## Required work
With pictures excluded, output exactly the lines that run from the first line of the data below through the line containing "positive clicks: (202, 332) (193, 390)".

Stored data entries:
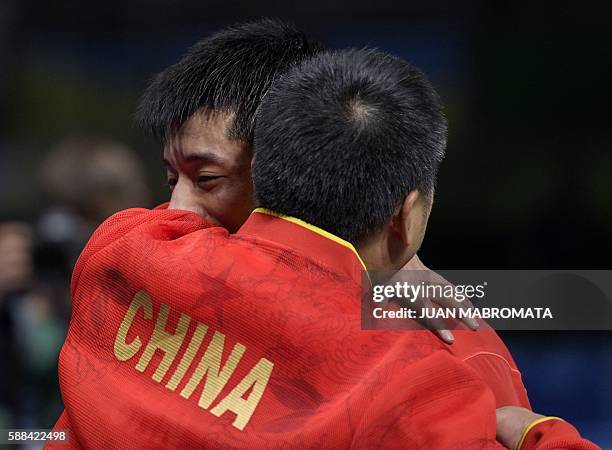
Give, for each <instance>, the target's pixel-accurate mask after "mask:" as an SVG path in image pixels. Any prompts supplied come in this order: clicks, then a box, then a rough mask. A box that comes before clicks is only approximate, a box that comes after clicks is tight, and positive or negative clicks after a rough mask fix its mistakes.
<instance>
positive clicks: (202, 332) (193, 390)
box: [114, 291, 274, 430]
mask: <svg viewBox="0 0 612 450" xmlns="http://www.w3.org/2000/svg"><path fill="white" fill-rule="evenodd" d="M141 310H142V314H143V315H144V318H145V320H147V321H150V320H152V319H153V302H152V301H151V298H150V297H149V295H148V294H147V293H146V292H144V291H140V292H138V293H137V294H136V295H135V296H134V299H133V300H132V302H131V303H130V306H129V308H128V310H127V312H126V314H125V317H124V319H123V321H122V322H121V325H120V326H119V330H118V332H117V336H116V338H115V346H114V351H115V356H116V358H117V359H118V360H119V361H128V360H130V359H132V358H133V357H134V356H135V355H136V353H138V351H139V350H140V349H141V347H142V346H143V343H142V341H141V339H140V337H139V336H137V337H136V338H134V339H133V340H132V341H131V342H127V335H128V331H129V329H130V327H131V325H132V322H133V321H134V319H135V318H136V315H137V314H138V313H139V311H141ZM169 313H170V307H169V306H168V305H165V304H162V305H161V307H160V311H159V314H158V316H157V320H156V322H155V328H154V329H153V333H152V334H151V337H150V339H149V341H148V342H147V344H146V346H145V349H144V351H143V352H142V354H141V355H140V358H139V360H138V362H137V363H136V370H138V371H139V372H144V371H145V369H146V368H147V367H148V365H149V363H150V362H151V359H152V357H153V354H154V353H155V352H156V351H158V350H159V351H161V352H163V354H164V356H163V358H162V360H161V362H160V363H159V365H158V366H157V368H156V370H155V372H154V373H153V375H152V377H151V378H153V380H154V381H156V382H158V383H160V382H161V381H162V379H163V378H164V375H166V372H167V371H168V369H169V368H170V366H171V365H172V363H173V361H174V359H175V358H176V356H177V354H178V352H179V349H180V348H181V347H182V346H183V343H184V341H185V335H186V334H187V327H188V326H189V323H190V321H191V317H189V316H188V315H187V314H181V316H180V319H179V321H178V325H177V326H176V331H175V333H174V334H170V333H168V332H167V331H166V330H165V328H166V322H167V320H168V315H169ZM207 332H208V326H207V325H204V324H202V323H199V322H198V323H197V325H196V328H195V331H194V332H193V335H192V336H191V340H190V341H189V343H188V345H187V348H186V350H185V352H184V354H183V357H182V358H181V360H180V362H179V364H178V366H177V367H176V370H175V371H174V373H173V374H172V377H171V378H170V380H168V382H167V383H166V385H165V387H166V388H167V389H168V390H170V391H172V392H174V391H175V390H176V388H177V387H178V385H179V384H180V382H181V381H182V380H183V377H184V376H185V374H186V373H187V370H188V369H189V368H190V367H191V365H192V363H193V362H194V361H193V360H194V358H195V355H196V353H197V352H198V350H199V349H200V346H201V344H202V341H203V340H204V337H205V336H206V334H207ZM224 344H225V335H224V334H222V333H220V332H218V331H215V332H214V334H213V336H212V339H211V341H210V343H209V344H208V346H207V348H206V351H205V352H204V354H203V356H202V358H201V359H200V361H199V362H198V363H197V366H196V368H195V371H194V372H193V374H192V375H191V378H190V379H189V381H188V382H187V384H186V385H185V387H183V389H182V390H181V391H180V393H179V395H180V396H181V397H182V398H184V399H187V400H188V399H189V398H190V397H191V395H192V394H193V392H194V390H195V389H196V387H197V386H198V385H199V384H200V383H201V382H202V380H203V379H204V376H205V375H206V378H205V381H204V387H203V390H202V394H201V396H200V399H199V400H198V406H200V408H202V409H205V410H208V408H210V406H211V405H212V404H213V402H214V401H215V400H216V399H217V397H218V396H219V394H220V393H221V391H222V390H223V388H224V387H225V386H226V385H227V384H228V382H229V381H230V379H231V377H232V374H233V373H234V371H235V369H236V367H237V366H238V363H239V362H240V360H241V358H242V355H243V354H244V352H245V351H246V347H245V346H244V345H242V344H240V343H236V344H235V345H234V347H233V348H232V351H231V353H230V355H229V357H228V358H227V361H226V362H225V365H224V366H223V367H221V355H222V354H223V348H224ZM273 367H274V364H272V362H270V361H268V360H267V359H265V358H261V359H260V360H259V361H258V362H257V363H256V364H255V365H254V366H253V367H252V368H251V370H250V371H249V372H248V373H247V375H246V376H245V377H244V378H242V379H241V380H239V381H238V380H236V381H238V383H237V384H236V385H235V387H234V388H233V389H232V390H231V391H230V392H229V394H227V396H225V397H224V398H222V399H221V401H220V402H219V403H217V404H216V406H215V407H214V408H212V409H211V410H210V413H212V414H214V415H215V416H217V417H220V416H221V415H223V414H224V413H226V412H227V411H231V412H233V413H234V414H236V418H235V420H234V422H233V423H232V425H233V426H234V427H236V428H237V429H239V430H243V429H244V427H245V426H246V425H247V423H248V422H249V420H250V419H251V416H252V415H253V412H254V411H255V408H256V407H257V405H258V404H259V401H260V400H261V397H262V396H263V393H264V390H265V389H266V386H267V385H268V381H269V380H270V375H271V373H272V368H273ZM232 381H234V380H232ZM247 392H250V394H249V396H248V397H247V398H246V399H245V398H243V396H244V395H245V394H246V393H247Z"/></svg>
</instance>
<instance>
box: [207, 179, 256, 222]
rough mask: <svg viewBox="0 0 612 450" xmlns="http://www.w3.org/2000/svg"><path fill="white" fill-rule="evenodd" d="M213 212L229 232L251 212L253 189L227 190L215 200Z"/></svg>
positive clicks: (236, 189) (252, 199)
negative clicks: (214, 210)
mask: <svg viewBox="0 0 612 450" xmlns="http://www.w3.org/2000/svg"><path fill="white" fill-rule="evenodd" d="M215 210H216V211H217V216H218V217H219V220H220V221H221V222H222V223H223V224H224V225H225V227H226V228H227V229H228V230H230V231H231V232H234V231H237V230H238V228H240V227H241V226H242V224H243V223H244V222H245V221H246V219H247V218H248V217H249V214H251V211H253V189H252V187H251V185H248V186H247V185H243V186H240V187H238V186H236V187H234V188H233V189H228V190H227V191H225V192H224V193H223V194H222V195H220V196H219V197H218V198H216V199H215Z"/></svg>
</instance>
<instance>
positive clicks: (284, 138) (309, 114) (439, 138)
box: [252, 49, 447, 243]
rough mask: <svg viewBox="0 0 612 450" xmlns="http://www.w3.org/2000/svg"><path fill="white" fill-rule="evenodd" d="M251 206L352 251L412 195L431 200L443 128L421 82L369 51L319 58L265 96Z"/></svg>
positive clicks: (438, 117) (445, 130) (261, 120)
mask: <svg viewBox="0 0 612 450" xmlns="http://www.w3.org/2000/svg"><path fill="white" fill-rule="evenodd" d="M256 121H257V126H256V129H255V141H254V142H255V145H254V155H255V160H254V161H255V163H254V167H253V173H252V175H253V180H254V182H255V199H256V203H257V205H258V206H261V207H265V208H269V209H271V210H274V211H275V212H277V213H281V214H286V215H290V216H294V217H298V218H300V219H302V220H305V221H306V222H309V223H311V224H312V225H316V226H318V227H320V228H323V229H325V230H327V231H328V232H331V233H333V234H335V235H337V236H339V237H341V238H343V239H345V240H347V241H349V242H352V243H359V242H360V241H362V240H363V239H364V238H365V237H367V236H368V235H369V234H370V233H372V232H374V231H376V230H378V229H379V228H380V227H381V226H382V225H383V224H384V223H386V222H388V221H389V219H390V218H391V217H392V215H393V213H394V212H395V211H396V210H397V208H398V207H399V206H400V205H401V203H402V201H403V200H404V199H405V197H406V195H407V194H408V193H409V192H410V191H411V190H414V189H417V190H418V191H420V192H421V193H423V194H425V195H427V196H429V195H432V194H433V190H434V184H435V178H436V174H437V170H438V166H439V164H440V162H441V161H442V159H443V158H444V153H445V148H446V135H447V126H446V119H445V117H444V114H443V112H442V105H441V103H440V100H439V97H438V95H437V93H436V91H435V90H434V88H433V87H432V85H431V84H430V82H429V81H428V80H427V78H426V77H425V75H423V73H422V72H421V71H420V70H419V69H417V68H416V67H414V66H412V65H410V64H408V63H407V62H405V61H404V60H402V59H400V58H397V57H394V56H391V55H389V54H386V53H383V52H381V51H378V50H372V49H361V50H355V49H352V50H344V51H335V52H325V53H321V54H319V55H317V56H315V57H313V58H311V59H310V60H308V61H306V62H304V63H303V64H301V65H300V66H298V67H295V68H293V69H291V70H290V71H289V72H288V73H287V74H286V75H285V76H283V77H281V78H280V79H279V80H278V81H277V82H276V83H275V84H274V86H273V87H272V88H271V89H270V91H269V92H268V94H267V95H266V97H265V98H264V100H263V101H262V104H261V105H260V108H259V111H258V114H257V119H256Z"/></svg>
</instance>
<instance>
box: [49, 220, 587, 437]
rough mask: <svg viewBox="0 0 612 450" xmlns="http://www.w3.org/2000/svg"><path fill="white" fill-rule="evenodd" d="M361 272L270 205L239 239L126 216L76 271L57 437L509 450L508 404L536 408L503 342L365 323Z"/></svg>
mask: <svg viewBox="0 0 612 450" xmlns="http://www.w3.org/2000/svg"><path fill="white" fill-rule="evenodd" d="M362 271H363V266H362V264H361V262H360V260H359V257H358V256H357V254H356V252H355V250H354V249H353V248H352V246H351V245H350V244H349V243H347V242H344V241H342V240H341V239H339V238H337V237H335V236H332V235H330V234H328V233H326V232H324V231H323V230H319V229H316V228H315V227H312V226H309V225H307V224H304V223H303V222H300V221H299V220H296V219H292V218H280V217H276V216H275V215H272V214H268V213H266V212H265V211H259V212H257V211H256V212H254V213H253V214H252V215H251V217H250V218H249V220H248V221H247V223H246V224H245V225H244V226H243V228H242V229H241V230H240V231H239V232H238V233H236V234H234V235H229V234H228V233H227V231H226V230H224V229H222V228H218V227H212V226H211V225H210V224H209V223H207V222H205V221H204V220H203V219H201V218H200V217H199V216H197V215H195V214H193V213H189V212H186V211H171V210H164V209H160V210H145V209H131V210H127V211H123V212H121V213H118V214H116V215H114V216H112V217H111V218H109V219H108V220H107V221H106V222H105V223H104V224H102V225H101V226H100V228H99V229H98V230H97V231H96V232H95V233H94V235H93V236H92V238H91V239H90V241H89V243H88V244H87V246H86V248H85V250H84V251H83V253H82V255H81V257H80V258H79V260H78V262H77V264H76V267H75V270H74V274H73V280H72V299H73V316H72V320H71V324H70V328H69V332H68V336H67V338H66V342H65V344H64V346H63V348H62V351H61V354H60V362H59V370H60V385H61V389H62V396H63V399H64V403H65V411H64V413H63V414H62V416H61V417H60V419H59V421H58V423H57V425H56V429H57V430H59V429H66V430H68V431H69V434H70V442H69V445H70V446H72V447H75V448H78V447H86V448H104V449H107V448H160V449H161V448H163V449H168V448H215V449H216V448H256V449H258V448H313V449H314V448H316V449H325V448H334V449H336V448H358V449H361V448H363V449H371V448H427V449H445V448H456V449H458V448H461V449H469V448H500V445H499V444H498V443H497V441H496V440H495V414H494V412H495V408H496V406H497V405H498V404H499V403H500V402H505V401H509V402H514V403H516V404H523V405H525V402H527V400H526V396H525V397H521V395H524V389H523V390H522V391H521V390H520V389H517V388H522V384H520V377H519V378H517V377H516V376H514V375H513V374H514V372H513V371H516V367H515V365H514V363H513V362H512V360H511V357H510V356H509V354H507V353H504V352H507V350H504V351H501V350H499V348H498V347H499V346H500V345H501V346H503V343H501V341H499V339H498V338H497V337H496V336H495V338H496V339H497V341H495V342H494V343H493V347H494V348H489V344H487V342H493V340H490V339H489V338H486V337H485V338H478V339H476V338H475V337H474V338H469V339H472V340H469V339H468V338H467V337H466V338H465V339H464V338H462V337H461V336H457V335H456V342H455V344H454V345H453V346H446V345H444V344H443V343H442V342H440V341H439V340H438V339H437V338H435V337H434V336H433V334H431V333H429V332H419V331H413V332H402V331H380V332H379V331H361V330H360V317H359V313H360V304H359V295H360V281H361V273H362ZM468 333H469V336H472V335H473V336H476V335H478V333H477V332H476V333H473V332H470V331H464V332H462V333H458V334H465V335H466V336H467V335H468ZM492 333H493V332H492ZM493 335H494V333H493V334H491V336H493ZM483 336H486V334H483ZM498 341H499V342H498ZM460 342H465V344H460ZM458 344H459V345H458ZM470 346H471V348H472V350H473V351H470ZM503 348H504V349H505V347H503ZM496 352H497V353H496ZM489 353H490V354H491V355H492V356H491V357H490V359H491V362H490V363H489V362H486V363H485V361H489V358H488V357H487V355H488V354H489ZM498 353H503V354H501V355H499V354H498ZM470 364H473V365H474V368H476V369H477V370H474V368H472V367H470ZM491 368H494V370H491ZM483 371H484V372H485V373H483ZM483 379H484V380H485V381H486V383H485V382H483ZM517 380H518V381H517ZM494 393H495V395H494ZM496 397H497V398H496ZM467 405H469V407H466V406H467ZM561 423H564V422H561ZM535 430H536V431H537V426H536V427H535ZM532 432H533V430H531V431H530V435H531V433H532ZM570 438H571V439H574V441H576V439H579V437H578V438H576V436H575V435H572V436H570ZM571 439H570V441H571ZM528 441H529V439H528V438H526V439H525V442H528ZM529 442H530V441H529ZM538 442H541V439H540V440H539V441H538ZM572 442H573V441H572ZM576 442H578V441H576ZM530 445H531V444H530ZM50 447H51V445H50ZM523 448H540V447H537V446H532V447H525V446H524V447H523ZM564 448H587V447H564Z"/></svg>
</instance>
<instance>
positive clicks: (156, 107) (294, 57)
mask: <svg viewBox="0 0 612 450" xmlns="http://www.w3.org/2000/svg"><path fill="white" fill-rule="evenodd" d="M321 49H322V47H321V45H320V44H319V43H317V42H314V41H311V40H309V39H308V38H306V36H305V35H304V34H303V33H302V32H301V31H299V30H297V29H295V28H294V27H293V26H291V25H289V24H286V23H283V22H281V21H279V20H272V19H262V20H259V21H256V22H250V23H245V24H239V25H235V26H232V27H229V28H226V29H224V30H221V31H219V32H217V33H215V34H213V35H211V36H209V37H207V38H205V39H203V40H202V41H200V42H198V43H196V44H195V45H194V46H193V47H192V48H191V49H190V50H189V51H188V52H187V54H186V55H185V56H184V57H183V58H182V59H181V60H180V61H179V62H177V63H176V64H174V65H172V66H170V67H168V68H167V69H165V70H164V71H163V72H161V73H159V74H158V75H157V76H156V77H155V78H154V80H153V81H152V82H151V84H150V85H149V86H148V88H147V89H146V91H145V93H144V94H143V96H142V98H141V101H140V104H139V107H138V110H137V113H136V120H137V122H138V124H139V125H140V126H141V127H142V128H145V129H147V130H150V131H151V132H153V134H154V135H156V136H157V137H159V138H160V139H162V140H165V139H166V138H168V135H169V134H171V133H172V131H173V130H175V129H177V128H178V127H180V126H181V125H182V124H183V123H184V122H186V121H187V120H188V119H189V118H190V117H191V116H192V115H193V114H195V113H196V112H204V113H208V114H214V113H230V114H232V115H233V120H232V125H231V126H230V129H229V135H230V137H231V138H234V139H236V140H240V141H244V142H247V143H251V142H252V140H253V128H254V116H255V111H256V110H257V107H258V106H259V102H260V100H261V98H262V97H263V96H264V95H265V93H266V91H267V90H268V89H269V87H270V85H271V84H272V82H273V81H274V79H275V78H276V77H277V76H279V75H280V74H282V73H284V72H286V71H287V70H288V69H289V68H290V67H291V66H293V65H295V64H297V63H299V62H301V61H303V60H304V59H306V58H309V57H311V56H313V55H315V54H316V53H317V52H319V51H320V50H321Z"/></svg>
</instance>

## Task solution
Give, for each <instance>, the target's pixel-accurate mask after "mask:" as an SVG path in image pixels. Any prompts supplied come in this order: clicks, then a box, then a rough mask. A box that comes before clicks is only approximate, a box that comes after clicks is tight, and positive or negative clicks after a rough mask fix its mistakes.
<instance>
positive clicks: (202, 332) (193, 390)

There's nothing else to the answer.